Task objective
Every line from the one with "Q: Point to every instance of the ceramic" through the end of the records below should be restated word for word, and nothing outside that span.

Dataset records:
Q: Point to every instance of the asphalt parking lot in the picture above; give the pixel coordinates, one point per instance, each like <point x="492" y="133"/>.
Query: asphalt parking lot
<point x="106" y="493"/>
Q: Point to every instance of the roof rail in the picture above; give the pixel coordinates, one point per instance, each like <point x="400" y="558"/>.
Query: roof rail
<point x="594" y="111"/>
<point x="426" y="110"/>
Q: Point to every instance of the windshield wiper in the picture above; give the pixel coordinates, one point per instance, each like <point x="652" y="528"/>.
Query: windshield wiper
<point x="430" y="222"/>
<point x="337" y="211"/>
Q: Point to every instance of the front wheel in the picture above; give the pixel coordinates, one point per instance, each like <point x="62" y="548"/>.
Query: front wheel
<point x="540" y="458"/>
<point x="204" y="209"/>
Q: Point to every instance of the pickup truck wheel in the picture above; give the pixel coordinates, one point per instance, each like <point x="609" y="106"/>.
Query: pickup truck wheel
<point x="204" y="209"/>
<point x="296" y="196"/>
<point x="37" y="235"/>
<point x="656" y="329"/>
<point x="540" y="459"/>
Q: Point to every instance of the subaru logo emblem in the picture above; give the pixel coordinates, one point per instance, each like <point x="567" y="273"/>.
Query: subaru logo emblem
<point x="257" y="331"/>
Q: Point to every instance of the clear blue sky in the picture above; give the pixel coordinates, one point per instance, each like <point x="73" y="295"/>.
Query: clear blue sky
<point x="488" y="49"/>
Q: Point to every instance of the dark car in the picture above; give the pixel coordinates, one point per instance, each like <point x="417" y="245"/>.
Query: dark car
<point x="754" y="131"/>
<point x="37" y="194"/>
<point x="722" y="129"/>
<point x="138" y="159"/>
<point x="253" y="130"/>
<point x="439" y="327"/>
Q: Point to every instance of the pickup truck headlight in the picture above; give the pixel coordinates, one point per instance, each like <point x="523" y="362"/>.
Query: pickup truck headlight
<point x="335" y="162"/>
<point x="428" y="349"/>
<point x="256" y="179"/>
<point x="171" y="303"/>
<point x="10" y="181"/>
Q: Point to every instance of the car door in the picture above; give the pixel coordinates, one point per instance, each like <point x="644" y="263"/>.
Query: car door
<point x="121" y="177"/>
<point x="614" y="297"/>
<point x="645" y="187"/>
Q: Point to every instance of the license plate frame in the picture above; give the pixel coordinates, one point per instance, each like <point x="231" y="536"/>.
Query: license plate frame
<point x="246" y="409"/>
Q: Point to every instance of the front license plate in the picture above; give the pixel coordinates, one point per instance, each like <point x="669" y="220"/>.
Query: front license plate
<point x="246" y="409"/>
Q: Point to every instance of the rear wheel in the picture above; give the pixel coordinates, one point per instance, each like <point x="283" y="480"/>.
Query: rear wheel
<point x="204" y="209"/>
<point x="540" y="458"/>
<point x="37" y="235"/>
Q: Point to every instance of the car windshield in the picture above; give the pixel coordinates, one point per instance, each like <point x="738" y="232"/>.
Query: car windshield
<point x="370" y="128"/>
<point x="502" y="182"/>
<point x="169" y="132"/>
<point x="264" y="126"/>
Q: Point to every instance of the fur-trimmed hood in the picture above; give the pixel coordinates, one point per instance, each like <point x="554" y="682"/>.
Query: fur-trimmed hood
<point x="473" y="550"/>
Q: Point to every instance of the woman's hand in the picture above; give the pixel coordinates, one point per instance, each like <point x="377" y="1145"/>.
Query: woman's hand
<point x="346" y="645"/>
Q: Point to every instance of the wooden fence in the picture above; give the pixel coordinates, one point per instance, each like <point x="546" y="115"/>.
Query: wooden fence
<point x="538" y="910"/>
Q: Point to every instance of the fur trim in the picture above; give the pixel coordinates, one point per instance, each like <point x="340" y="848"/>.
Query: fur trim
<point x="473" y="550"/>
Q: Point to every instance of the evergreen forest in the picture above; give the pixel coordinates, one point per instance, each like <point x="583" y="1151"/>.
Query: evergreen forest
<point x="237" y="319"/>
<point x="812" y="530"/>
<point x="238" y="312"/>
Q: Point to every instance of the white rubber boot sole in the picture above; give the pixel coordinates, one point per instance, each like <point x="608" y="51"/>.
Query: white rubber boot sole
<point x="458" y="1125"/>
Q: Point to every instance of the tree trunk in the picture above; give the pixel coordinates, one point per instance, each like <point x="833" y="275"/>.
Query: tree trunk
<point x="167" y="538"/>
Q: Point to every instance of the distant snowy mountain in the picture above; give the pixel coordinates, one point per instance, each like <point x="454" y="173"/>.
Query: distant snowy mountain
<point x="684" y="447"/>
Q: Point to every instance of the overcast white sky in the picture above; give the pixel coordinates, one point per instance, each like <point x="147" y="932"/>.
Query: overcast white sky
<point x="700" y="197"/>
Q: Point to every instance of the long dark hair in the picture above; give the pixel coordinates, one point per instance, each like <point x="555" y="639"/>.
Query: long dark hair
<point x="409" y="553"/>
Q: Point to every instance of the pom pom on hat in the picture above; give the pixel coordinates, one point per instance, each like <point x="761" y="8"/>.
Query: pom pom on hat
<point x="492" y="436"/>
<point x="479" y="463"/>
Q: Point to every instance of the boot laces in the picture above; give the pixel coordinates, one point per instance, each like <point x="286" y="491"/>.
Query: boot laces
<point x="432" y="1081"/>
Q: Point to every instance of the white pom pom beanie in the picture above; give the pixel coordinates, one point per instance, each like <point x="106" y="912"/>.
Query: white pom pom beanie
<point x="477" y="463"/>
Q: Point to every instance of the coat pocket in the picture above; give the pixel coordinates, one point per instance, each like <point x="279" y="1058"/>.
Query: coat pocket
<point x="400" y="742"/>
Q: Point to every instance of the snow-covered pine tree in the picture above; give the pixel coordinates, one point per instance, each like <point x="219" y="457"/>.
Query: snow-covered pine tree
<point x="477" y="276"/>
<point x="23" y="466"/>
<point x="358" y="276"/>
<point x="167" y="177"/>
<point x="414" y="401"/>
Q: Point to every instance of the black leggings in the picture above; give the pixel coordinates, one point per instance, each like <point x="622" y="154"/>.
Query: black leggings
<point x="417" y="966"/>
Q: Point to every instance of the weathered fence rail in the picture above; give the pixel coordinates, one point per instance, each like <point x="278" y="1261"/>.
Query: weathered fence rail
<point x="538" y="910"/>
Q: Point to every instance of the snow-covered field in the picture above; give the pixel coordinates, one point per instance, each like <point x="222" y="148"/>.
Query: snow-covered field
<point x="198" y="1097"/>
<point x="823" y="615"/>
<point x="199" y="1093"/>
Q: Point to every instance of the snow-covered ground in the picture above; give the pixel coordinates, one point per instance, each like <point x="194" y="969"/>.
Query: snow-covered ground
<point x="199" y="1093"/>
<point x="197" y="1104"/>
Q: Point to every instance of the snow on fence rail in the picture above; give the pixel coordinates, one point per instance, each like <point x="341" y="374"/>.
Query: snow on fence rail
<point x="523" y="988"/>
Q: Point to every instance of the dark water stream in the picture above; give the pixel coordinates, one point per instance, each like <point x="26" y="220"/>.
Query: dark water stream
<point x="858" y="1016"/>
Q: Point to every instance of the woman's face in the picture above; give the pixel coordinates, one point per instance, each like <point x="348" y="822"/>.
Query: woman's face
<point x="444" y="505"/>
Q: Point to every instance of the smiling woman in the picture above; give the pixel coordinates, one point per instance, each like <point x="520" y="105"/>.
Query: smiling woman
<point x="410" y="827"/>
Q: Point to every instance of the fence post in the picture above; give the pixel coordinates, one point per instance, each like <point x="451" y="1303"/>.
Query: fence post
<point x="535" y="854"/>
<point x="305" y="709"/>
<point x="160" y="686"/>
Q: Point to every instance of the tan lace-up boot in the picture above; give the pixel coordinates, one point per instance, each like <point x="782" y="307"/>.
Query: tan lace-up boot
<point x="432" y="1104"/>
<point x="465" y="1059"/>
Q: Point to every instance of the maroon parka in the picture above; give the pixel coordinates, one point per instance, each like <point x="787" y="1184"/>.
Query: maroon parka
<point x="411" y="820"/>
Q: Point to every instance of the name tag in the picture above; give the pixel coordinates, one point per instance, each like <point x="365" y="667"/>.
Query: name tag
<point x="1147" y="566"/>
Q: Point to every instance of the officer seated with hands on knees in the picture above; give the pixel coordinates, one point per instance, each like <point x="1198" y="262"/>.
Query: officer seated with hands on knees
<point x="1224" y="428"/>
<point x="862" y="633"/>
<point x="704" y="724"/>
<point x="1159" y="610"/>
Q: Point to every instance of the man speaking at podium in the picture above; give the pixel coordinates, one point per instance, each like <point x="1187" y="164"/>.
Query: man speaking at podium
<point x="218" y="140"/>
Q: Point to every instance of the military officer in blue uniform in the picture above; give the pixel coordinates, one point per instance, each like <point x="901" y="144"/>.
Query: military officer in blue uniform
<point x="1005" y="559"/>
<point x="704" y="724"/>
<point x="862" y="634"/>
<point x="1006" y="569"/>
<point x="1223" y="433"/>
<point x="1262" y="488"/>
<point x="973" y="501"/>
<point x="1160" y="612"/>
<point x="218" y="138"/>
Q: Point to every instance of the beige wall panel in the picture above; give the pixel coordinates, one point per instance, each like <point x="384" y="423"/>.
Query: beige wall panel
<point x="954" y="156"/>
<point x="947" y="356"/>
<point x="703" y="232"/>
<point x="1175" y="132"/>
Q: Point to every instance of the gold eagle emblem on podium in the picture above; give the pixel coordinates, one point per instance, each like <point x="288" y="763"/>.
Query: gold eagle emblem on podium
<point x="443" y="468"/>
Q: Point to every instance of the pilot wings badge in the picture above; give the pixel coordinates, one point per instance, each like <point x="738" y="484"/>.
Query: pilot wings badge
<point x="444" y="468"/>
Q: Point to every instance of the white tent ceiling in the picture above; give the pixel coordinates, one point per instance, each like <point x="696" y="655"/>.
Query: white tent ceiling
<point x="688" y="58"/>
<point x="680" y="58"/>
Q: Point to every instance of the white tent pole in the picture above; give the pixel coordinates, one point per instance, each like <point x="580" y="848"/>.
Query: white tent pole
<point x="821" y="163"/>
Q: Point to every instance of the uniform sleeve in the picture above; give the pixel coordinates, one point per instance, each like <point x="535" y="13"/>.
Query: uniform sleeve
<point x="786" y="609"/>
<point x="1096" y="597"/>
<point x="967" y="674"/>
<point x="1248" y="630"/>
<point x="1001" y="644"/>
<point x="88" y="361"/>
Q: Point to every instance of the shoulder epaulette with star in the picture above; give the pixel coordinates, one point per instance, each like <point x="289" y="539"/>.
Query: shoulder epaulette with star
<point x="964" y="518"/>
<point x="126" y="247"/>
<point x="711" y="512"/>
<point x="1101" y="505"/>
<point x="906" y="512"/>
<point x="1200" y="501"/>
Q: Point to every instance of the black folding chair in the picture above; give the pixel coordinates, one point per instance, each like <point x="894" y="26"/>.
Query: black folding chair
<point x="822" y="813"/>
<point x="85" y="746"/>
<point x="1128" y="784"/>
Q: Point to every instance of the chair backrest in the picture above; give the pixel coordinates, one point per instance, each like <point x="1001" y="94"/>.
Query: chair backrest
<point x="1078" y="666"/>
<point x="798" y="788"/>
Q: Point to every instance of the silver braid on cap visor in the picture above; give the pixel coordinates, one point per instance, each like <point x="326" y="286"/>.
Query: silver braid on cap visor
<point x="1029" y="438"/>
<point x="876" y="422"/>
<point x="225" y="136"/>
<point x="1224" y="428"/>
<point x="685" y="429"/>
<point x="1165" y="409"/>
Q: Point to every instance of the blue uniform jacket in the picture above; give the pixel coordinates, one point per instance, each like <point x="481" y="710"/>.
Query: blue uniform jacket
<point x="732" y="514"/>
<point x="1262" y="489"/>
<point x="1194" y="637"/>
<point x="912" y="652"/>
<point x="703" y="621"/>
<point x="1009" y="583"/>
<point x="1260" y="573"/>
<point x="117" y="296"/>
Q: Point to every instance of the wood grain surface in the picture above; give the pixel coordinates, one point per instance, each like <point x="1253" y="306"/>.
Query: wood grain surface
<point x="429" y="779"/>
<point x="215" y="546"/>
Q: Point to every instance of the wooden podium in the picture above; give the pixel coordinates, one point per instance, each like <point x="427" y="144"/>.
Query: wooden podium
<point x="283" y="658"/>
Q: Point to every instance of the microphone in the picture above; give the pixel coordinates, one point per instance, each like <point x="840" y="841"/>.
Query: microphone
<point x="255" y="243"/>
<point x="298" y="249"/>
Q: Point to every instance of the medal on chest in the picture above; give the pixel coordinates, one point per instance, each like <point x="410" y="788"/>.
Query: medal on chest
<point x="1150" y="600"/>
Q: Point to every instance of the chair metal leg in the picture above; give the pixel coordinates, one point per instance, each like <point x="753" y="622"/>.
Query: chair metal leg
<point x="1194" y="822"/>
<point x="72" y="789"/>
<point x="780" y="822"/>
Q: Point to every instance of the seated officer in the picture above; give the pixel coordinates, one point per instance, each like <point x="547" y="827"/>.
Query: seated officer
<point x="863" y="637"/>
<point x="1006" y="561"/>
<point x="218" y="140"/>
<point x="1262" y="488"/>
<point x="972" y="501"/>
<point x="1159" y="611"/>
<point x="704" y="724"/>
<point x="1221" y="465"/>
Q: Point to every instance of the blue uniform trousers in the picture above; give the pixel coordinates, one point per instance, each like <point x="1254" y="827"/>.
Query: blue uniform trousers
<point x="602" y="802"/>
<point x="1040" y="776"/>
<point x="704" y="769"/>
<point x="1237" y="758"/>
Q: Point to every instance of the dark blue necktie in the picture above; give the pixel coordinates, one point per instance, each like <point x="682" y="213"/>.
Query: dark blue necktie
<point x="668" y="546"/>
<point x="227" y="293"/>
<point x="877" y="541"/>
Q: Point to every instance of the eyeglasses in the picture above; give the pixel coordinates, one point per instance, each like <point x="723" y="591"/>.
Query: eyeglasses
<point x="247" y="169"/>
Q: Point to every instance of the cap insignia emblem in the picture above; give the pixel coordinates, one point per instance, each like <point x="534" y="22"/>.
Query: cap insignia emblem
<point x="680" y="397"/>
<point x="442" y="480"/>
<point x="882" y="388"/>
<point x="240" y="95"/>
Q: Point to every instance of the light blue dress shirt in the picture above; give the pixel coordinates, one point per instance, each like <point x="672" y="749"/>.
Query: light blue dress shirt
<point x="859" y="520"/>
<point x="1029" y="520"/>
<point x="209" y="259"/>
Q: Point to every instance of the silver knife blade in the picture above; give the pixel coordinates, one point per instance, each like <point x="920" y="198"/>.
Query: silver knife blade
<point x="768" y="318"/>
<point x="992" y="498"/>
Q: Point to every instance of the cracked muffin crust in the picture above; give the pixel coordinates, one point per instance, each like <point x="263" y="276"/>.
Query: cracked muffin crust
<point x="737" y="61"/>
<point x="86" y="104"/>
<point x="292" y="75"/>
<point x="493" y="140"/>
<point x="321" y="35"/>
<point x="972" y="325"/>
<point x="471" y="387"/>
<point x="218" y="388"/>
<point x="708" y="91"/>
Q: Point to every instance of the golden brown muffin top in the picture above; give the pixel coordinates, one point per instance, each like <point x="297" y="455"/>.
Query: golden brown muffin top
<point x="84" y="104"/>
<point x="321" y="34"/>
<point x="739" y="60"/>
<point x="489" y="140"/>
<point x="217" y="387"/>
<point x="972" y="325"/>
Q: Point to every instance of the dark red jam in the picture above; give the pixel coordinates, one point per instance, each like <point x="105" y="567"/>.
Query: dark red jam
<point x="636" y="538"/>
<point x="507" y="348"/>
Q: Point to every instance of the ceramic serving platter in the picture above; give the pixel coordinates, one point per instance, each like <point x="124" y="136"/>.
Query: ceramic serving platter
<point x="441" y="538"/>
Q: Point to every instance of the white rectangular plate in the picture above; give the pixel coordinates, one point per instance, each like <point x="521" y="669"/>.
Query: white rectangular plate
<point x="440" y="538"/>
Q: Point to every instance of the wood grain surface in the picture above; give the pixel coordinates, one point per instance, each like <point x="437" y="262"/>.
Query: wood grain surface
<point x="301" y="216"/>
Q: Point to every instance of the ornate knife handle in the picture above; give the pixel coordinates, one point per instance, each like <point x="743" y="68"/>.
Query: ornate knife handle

Right answer
Q: Point to every instance of the ceramic serving platter in the picture above; give the pixel coordinates, one point per instance, each like <point x="124" y="136"/>.
Query: ceramic serving platter
<point x="441" y="538"/>
Q: Point to every instance of the white rectangular plate in the picture above; give the pixel coordinates, one point per instance, each like <point x="521" y="669"/>.
Query: white rectangular plate
<point x="440" y="538"/>
Q: Point to every instance of the wood grain surface in the picture above; give the pixel coordinates, one point per instance, each like <point x="437" y="262"/>.
Query: wood grain surface
<point x="301" y="216"/>
Q: Point to every instance of the ornate knife handle in the picture above; give the pixel coordinates, one point per instance, each like <point x="743" y="68"/>.
Query: ornate knife handle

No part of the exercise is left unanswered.